§ Activity: Output the passage of the blog post on Sonnet 116 from "Not What Shakespeare" up to and including "Sense and Sensibility.", copied word for word.

§ Text provided:
BEGIN

Tuesday, March 10, 2009

Not What Shakespeare Intended


I love Shakespeare's sonnets. And the romantic in me (trust me nonbelievers, there's one in there somewhere) has always held 116 close to my heart. In days of old, the words would conjure up an image of Kate Winslet reciting it on a cliff, tears streaming down her face, rain pouring, wind blowing. Tragic, poignant, a la Sense and Sensibility.


But now, as my ninth anniversary approaches, I have a new appreciation for the words and what the real marriage of minds means. It is the kind of love that looks on every day reality and is not altered or shaken. Basement apartments, burnt meals, ear infections, births and deaths, ebbing and flowing finances, waxing and waning weight, tragedies and triumphs, sleepless nights, and countless other things. A love that will endure all that, and inevitably much more, is that which has a worth unknown.


So here's to Sonnet 116 and its timeless wisdom. And here's to nine incredible years of marriage, four beautiful children, and a husband that is my "ever fixed mark." And also, as an added bonus, is never too good to vacuum, do dishes, or change a diaper!

END

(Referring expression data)
BEGIN

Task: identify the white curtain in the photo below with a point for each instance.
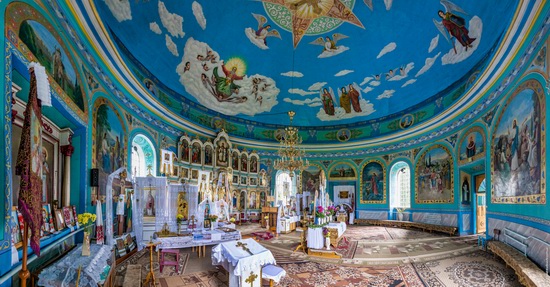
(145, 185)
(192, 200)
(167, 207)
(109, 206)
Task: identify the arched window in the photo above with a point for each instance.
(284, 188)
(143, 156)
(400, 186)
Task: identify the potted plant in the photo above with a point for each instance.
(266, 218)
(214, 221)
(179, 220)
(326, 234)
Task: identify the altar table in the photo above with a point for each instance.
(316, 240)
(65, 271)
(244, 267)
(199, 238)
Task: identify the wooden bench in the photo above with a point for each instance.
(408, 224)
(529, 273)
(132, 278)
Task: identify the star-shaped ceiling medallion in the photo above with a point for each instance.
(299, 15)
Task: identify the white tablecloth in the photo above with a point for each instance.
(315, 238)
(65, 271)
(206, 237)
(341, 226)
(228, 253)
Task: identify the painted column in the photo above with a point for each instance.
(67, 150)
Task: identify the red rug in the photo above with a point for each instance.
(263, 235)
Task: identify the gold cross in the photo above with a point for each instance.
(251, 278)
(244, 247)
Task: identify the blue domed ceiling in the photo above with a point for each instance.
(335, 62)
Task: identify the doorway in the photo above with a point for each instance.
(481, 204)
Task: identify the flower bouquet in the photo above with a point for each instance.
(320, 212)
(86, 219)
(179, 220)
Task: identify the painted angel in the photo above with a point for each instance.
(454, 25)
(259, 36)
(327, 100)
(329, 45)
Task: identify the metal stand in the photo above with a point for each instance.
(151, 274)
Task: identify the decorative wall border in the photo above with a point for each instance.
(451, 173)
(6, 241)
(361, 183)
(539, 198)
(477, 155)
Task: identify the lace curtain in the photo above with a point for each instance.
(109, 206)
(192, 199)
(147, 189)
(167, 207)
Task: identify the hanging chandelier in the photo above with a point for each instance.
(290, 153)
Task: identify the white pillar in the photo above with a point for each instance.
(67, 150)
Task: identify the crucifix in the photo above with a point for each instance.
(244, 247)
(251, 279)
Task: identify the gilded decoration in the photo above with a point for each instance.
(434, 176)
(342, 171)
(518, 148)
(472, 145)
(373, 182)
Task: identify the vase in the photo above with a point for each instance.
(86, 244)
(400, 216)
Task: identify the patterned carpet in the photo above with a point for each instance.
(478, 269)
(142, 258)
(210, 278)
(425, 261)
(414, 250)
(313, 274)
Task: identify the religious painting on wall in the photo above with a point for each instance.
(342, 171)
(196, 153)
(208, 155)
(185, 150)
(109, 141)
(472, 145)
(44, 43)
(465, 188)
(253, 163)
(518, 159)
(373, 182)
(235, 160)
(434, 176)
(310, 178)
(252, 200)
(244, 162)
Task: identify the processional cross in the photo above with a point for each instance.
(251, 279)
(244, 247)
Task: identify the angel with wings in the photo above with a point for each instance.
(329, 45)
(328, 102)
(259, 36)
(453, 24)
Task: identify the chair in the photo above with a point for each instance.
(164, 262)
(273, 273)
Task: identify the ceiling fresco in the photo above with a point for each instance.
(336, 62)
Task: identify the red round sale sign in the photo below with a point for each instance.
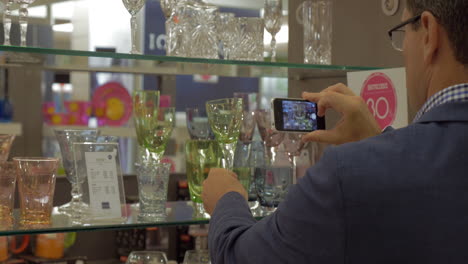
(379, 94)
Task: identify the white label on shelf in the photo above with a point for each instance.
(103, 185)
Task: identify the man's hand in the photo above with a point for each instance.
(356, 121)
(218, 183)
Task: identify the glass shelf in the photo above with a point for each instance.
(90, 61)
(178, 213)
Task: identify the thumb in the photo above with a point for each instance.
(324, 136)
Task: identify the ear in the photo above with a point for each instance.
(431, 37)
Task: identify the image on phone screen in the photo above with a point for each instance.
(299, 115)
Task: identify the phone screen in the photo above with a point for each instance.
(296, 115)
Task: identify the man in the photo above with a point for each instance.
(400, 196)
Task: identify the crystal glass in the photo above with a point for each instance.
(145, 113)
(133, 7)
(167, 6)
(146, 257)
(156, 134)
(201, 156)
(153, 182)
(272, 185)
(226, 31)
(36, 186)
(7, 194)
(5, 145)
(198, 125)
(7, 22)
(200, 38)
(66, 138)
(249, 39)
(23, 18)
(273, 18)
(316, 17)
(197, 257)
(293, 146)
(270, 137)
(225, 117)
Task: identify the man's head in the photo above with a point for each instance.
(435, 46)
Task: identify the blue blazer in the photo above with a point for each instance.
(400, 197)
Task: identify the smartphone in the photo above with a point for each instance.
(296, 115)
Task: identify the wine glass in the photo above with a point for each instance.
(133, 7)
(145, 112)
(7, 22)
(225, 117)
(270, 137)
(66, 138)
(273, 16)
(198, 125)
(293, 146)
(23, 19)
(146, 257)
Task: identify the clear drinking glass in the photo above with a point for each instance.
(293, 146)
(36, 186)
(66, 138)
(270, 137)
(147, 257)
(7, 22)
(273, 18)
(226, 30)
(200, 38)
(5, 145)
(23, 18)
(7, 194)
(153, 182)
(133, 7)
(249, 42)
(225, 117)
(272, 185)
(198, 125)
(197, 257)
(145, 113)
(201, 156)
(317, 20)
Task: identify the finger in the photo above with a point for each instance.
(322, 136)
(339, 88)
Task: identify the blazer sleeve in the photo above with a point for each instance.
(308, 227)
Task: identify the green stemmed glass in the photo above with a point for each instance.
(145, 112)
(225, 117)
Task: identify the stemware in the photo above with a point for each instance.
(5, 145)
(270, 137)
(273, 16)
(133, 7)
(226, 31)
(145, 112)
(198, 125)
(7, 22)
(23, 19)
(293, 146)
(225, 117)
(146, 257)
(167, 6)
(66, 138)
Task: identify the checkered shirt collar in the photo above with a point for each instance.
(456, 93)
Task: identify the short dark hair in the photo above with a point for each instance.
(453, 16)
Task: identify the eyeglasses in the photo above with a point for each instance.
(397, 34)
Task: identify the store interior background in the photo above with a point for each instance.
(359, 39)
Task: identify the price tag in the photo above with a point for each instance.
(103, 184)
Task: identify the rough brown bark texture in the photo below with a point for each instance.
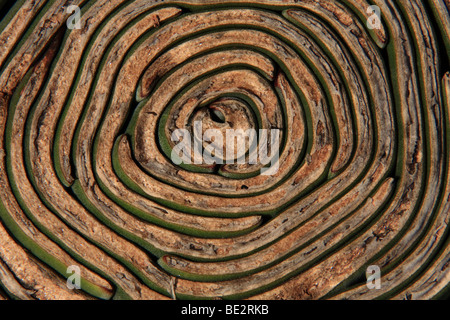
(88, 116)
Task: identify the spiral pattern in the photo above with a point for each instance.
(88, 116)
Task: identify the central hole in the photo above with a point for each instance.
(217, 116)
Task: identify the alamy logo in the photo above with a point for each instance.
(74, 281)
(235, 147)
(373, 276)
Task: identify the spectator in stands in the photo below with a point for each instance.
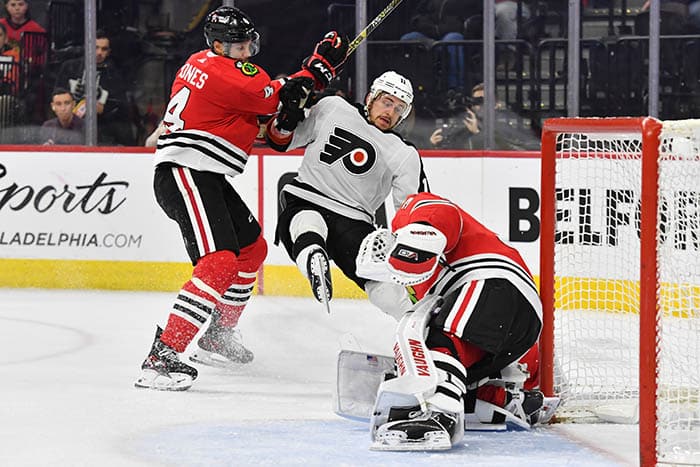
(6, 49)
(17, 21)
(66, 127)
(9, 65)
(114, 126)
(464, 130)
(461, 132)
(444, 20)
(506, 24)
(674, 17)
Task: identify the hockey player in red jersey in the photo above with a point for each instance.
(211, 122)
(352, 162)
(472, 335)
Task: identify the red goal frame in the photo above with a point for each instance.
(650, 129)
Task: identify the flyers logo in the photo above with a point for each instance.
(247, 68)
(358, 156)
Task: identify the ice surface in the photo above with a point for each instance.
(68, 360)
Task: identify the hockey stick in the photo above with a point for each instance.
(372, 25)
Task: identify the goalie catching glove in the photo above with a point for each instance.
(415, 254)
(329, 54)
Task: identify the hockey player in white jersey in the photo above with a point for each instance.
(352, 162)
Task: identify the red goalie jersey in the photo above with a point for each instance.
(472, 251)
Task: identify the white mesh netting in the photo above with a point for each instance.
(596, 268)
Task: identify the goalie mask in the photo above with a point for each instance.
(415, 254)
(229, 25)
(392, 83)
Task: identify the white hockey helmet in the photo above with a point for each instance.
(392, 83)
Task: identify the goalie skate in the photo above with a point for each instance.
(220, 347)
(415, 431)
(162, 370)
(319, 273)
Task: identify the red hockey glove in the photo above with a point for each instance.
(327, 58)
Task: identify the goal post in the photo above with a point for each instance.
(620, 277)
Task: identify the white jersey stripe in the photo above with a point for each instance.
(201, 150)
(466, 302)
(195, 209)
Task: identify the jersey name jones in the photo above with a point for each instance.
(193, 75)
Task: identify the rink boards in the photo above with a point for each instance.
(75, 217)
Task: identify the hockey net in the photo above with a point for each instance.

END
BEGIN

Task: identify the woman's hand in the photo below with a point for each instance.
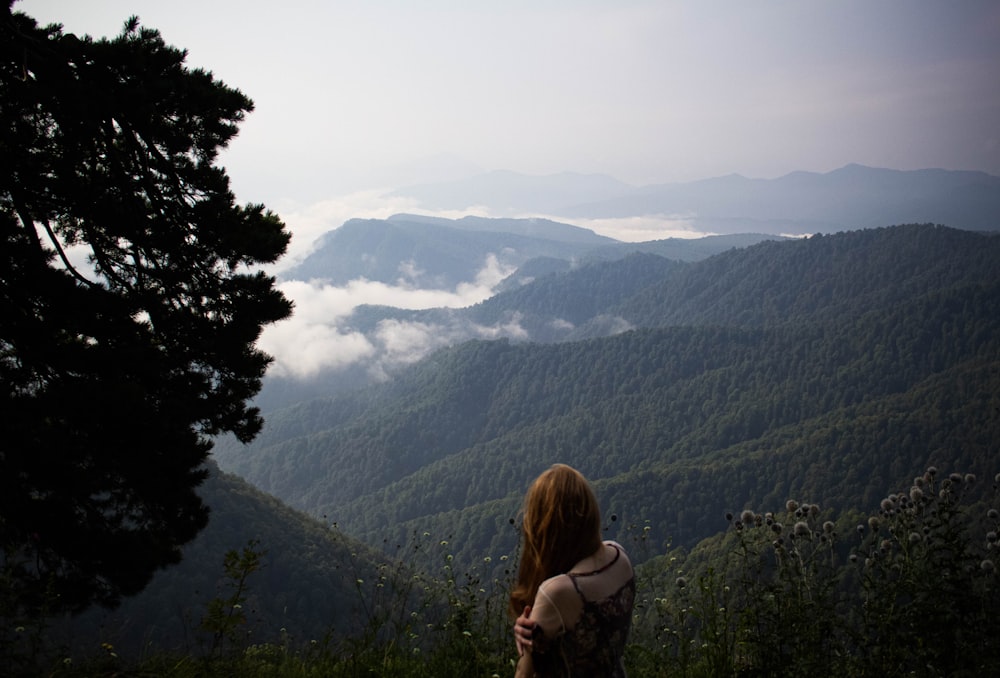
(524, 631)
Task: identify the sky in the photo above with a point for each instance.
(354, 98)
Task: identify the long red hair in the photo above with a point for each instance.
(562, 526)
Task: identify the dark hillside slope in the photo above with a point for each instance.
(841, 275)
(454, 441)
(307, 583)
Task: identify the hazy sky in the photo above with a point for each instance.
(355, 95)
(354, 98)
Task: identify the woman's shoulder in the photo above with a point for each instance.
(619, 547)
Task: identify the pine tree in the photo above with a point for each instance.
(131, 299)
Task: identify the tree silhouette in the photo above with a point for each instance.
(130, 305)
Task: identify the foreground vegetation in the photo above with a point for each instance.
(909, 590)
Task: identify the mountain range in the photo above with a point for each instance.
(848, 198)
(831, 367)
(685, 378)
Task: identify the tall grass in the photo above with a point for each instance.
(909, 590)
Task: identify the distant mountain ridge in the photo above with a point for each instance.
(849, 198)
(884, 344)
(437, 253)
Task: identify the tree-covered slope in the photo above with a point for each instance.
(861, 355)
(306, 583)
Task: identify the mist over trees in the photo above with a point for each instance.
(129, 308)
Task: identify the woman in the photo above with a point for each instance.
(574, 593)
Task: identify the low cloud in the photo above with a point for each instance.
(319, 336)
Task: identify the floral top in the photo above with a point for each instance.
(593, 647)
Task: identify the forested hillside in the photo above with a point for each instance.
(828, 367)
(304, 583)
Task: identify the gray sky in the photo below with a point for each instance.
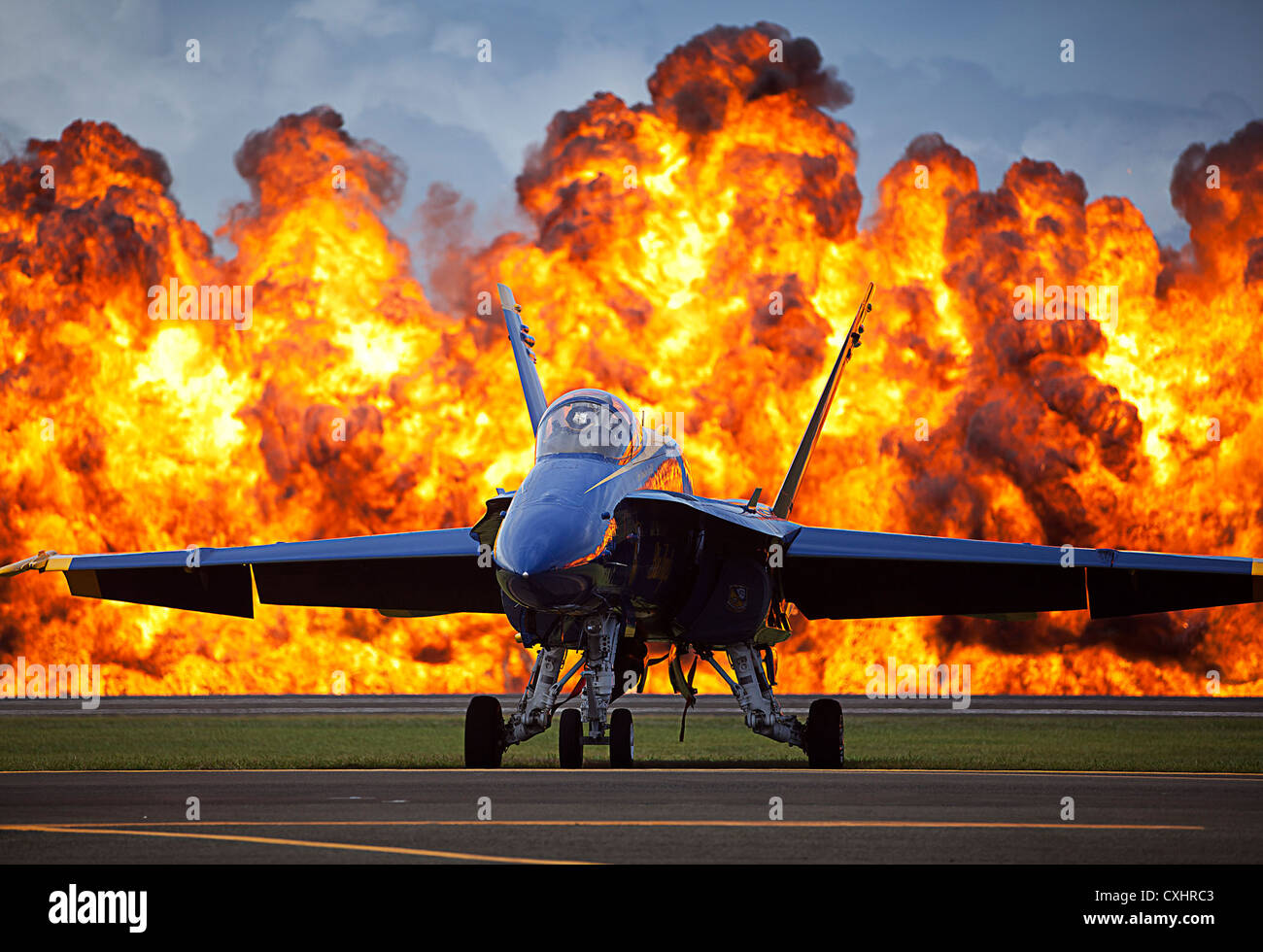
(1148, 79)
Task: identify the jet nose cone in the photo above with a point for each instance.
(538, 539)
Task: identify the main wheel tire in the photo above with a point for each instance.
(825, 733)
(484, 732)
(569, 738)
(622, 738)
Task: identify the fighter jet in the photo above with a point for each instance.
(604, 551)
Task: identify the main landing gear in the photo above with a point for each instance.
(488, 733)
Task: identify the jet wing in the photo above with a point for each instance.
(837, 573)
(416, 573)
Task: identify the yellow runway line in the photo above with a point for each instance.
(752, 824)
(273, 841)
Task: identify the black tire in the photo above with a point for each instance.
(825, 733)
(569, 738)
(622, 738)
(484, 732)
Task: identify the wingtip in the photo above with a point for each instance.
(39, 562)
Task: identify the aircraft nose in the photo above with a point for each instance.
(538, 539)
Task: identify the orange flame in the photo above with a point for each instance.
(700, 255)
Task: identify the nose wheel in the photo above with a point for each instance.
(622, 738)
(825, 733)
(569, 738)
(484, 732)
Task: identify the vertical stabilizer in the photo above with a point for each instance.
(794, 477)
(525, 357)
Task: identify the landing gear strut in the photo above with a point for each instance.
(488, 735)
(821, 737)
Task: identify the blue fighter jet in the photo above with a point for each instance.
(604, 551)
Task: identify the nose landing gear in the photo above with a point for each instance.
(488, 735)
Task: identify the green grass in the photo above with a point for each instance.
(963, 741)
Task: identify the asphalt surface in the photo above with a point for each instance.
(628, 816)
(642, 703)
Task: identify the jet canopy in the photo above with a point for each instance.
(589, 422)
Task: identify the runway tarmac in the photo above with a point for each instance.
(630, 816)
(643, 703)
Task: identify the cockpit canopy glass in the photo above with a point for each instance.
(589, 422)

END

§ Problem solution:
Not What Shakespeare Intended


I love Shakespeare's sonnets. And the romantic in me (trust me nonbelievers, there's one in there somewhere) has always held 116 close to my heart. In days of old, the words would conjure up an image of Kate Winslet reciting it on a cliff, tears streaming down her face, rain pouring, wind blowing. Tragic, poignant, a la Sense and Sensibility.